Dataset rows showing where objects appear:
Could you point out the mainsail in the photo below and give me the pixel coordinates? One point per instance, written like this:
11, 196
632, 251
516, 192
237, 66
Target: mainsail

--

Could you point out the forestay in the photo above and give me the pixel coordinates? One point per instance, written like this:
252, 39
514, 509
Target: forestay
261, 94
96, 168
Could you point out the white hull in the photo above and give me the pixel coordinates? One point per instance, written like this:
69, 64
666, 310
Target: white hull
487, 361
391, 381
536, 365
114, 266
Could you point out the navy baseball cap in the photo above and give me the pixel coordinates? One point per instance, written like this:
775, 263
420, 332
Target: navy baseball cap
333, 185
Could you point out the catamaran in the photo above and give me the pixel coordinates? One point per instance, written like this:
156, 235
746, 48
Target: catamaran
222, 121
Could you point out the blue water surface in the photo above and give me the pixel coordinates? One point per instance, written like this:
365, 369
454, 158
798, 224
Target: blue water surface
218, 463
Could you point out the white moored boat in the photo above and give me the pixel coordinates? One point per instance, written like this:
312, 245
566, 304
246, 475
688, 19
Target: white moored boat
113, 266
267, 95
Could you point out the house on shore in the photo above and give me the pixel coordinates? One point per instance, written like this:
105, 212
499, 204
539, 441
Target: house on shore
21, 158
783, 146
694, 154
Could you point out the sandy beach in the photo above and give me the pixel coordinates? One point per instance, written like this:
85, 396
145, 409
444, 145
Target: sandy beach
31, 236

...

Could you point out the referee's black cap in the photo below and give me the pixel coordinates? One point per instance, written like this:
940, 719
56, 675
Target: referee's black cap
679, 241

GOAL:
Rewrite the stretch from the line containing "Could you point out the mainsail" through the line containing "Target: mainsail", substituting "jib" for "mainsail" and leaving everything else unchanged.

CORRECT RESPONSE:
Could you point out the jib in the photo below and give me the pixel coordinates? One point per instance, written like this:
11, 196
632, 251
516, 192
237, 66
Target: jib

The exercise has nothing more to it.